### Given request
Copy the rows below verbatim, starting at the line that contains "point: the brick" and continuing through the last row, including both ends.

### Source data
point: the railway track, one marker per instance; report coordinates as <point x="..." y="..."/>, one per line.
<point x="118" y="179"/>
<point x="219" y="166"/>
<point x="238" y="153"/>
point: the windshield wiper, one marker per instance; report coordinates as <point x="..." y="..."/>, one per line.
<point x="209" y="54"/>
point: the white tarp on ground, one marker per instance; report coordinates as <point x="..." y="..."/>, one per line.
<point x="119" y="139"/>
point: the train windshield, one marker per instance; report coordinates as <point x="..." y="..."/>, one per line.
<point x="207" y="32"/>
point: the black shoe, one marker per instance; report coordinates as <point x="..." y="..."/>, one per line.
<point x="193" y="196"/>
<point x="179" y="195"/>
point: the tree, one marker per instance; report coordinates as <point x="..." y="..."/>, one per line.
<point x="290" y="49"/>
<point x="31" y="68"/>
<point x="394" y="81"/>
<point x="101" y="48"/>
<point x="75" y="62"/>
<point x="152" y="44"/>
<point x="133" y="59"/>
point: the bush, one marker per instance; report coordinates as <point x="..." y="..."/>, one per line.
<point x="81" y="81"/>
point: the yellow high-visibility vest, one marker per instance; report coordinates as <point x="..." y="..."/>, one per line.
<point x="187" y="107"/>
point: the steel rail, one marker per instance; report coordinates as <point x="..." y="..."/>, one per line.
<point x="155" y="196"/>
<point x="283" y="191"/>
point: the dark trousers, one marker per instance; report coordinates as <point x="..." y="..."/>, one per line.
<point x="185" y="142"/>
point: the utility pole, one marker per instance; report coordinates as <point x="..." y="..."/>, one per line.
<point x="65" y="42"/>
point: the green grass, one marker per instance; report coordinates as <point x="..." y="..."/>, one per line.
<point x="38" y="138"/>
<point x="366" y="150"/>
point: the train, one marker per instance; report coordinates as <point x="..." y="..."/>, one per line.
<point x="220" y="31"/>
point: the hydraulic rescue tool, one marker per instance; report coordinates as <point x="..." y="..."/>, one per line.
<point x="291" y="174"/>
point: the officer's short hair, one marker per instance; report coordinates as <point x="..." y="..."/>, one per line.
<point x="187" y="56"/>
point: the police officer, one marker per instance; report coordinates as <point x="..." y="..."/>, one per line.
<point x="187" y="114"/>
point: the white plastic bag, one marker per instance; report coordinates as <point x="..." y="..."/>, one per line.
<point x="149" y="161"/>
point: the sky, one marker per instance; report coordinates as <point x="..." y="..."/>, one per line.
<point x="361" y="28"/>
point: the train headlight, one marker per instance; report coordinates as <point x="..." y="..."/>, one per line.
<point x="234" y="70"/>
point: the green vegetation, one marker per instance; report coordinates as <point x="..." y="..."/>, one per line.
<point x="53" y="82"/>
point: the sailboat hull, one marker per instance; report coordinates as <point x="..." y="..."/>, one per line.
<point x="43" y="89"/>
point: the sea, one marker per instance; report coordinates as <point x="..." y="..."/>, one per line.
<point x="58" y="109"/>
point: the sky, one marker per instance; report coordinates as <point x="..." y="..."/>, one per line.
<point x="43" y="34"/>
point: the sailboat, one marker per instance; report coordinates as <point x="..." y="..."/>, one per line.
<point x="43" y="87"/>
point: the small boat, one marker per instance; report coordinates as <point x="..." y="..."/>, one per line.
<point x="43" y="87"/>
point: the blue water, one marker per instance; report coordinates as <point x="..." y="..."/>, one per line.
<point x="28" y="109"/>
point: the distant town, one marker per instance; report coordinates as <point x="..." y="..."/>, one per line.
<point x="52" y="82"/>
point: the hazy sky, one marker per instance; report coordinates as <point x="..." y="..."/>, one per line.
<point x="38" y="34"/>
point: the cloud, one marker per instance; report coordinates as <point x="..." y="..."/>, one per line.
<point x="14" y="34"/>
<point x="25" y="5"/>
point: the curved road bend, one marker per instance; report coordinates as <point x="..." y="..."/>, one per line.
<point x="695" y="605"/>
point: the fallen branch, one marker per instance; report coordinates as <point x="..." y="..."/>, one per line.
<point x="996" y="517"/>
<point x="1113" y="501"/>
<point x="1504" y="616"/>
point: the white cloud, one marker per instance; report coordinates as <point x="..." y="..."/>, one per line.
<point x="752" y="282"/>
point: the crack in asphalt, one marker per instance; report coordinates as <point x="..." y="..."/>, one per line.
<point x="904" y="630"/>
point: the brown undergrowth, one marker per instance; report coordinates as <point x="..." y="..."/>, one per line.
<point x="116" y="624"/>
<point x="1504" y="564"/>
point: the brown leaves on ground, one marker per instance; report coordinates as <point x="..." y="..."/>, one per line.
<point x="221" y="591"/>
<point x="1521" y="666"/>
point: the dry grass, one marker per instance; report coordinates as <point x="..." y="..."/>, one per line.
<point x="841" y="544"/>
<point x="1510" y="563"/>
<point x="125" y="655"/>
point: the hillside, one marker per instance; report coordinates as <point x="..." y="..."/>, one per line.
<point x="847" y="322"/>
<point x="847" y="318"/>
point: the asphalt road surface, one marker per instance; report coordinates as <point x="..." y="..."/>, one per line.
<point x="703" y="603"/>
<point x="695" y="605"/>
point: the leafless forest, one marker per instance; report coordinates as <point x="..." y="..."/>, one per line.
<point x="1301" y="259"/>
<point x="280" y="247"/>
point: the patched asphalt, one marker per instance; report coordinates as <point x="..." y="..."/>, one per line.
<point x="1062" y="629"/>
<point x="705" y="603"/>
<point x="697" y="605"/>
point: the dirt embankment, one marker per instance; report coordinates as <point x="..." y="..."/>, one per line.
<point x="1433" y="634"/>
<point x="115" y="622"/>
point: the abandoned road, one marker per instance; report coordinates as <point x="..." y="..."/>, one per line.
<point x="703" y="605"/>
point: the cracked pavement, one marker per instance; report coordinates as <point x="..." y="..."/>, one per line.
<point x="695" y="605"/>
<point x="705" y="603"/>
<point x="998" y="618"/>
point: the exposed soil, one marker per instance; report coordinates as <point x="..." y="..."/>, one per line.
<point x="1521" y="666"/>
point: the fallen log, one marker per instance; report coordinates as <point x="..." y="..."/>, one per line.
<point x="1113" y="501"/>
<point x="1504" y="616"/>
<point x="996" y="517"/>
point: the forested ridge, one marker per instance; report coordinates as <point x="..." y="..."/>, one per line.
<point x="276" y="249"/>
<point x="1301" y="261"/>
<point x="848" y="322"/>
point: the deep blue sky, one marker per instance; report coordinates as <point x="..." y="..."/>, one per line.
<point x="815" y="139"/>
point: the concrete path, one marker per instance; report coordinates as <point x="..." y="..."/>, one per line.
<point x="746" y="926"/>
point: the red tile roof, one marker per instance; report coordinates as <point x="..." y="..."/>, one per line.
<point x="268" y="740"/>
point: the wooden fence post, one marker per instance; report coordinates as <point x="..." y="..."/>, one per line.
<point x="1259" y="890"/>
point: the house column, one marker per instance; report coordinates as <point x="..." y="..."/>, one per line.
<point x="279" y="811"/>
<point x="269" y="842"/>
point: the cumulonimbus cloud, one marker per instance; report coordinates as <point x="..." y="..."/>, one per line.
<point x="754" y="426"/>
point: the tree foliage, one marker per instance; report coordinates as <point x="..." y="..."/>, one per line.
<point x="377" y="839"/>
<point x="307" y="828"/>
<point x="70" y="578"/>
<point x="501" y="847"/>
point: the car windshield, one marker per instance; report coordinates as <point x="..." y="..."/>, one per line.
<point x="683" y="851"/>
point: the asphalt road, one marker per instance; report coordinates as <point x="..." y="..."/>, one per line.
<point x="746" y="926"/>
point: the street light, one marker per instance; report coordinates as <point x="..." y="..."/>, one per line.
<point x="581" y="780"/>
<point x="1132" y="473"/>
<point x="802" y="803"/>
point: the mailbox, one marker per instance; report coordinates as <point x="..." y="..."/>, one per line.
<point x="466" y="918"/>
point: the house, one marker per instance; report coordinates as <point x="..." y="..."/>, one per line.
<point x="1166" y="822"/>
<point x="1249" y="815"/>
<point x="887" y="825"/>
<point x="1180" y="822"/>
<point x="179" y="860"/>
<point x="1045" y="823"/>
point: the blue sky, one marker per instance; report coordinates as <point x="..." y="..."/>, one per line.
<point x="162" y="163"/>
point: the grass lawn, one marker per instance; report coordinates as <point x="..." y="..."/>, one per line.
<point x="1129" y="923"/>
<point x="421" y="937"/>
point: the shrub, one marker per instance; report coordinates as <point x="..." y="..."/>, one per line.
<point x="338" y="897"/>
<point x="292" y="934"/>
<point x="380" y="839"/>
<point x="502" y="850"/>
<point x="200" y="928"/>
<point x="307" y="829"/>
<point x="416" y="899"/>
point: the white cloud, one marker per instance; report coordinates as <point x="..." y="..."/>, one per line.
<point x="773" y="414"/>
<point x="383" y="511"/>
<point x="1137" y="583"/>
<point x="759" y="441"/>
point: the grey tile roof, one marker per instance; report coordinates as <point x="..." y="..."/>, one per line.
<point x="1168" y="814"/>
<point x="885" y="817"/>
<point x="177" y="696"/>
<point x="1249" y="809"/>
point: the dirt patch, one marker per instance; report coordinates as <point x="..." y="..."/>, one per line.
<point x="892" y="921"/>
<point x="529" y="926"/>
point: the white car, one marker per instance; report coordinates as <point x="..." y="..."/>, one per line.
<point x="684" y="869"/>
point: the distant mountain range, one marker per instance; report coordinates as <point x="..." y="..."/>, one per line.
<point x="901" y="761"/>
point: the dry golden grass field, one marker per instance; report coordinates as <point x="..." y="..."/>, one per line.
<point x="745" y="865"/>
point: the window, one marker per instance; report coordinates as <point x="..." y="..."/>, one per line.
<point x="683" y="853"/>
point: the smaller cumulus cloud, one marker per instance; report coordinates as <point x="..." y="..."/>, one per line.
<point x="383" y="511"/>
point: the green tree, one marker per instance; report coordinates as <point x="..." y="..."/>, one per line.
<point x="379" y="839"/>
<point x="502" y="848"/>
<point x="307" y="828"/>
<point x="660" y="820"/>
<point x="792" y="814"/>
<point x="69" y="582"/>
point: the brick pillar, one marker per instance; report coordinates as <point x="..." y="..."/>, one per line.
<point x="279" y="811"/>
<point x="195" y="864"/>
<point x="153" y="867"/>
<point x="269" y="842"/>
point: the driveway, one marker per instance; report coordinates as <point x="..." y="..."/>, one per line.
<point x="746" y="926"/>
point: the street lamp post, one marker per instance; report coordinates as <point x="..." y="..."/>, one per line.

### The response
point: the brick pillar, one marker per instance; report coordinates as <point x="..." y="..."/>, one per line.
<point x="279" y="811"/>
<point x="195" y="864"/>
<point x="153" y="867"/>
<point x="269" y="842"/>
point: the driveway, one marker per instance; report coordinates as <point x="..." y="..."/>, one per line.
<point x="746" y="926"/>
point: the street lamp post, one marker per instance; report coordinates as <point x="..." y="..."/>, one per line.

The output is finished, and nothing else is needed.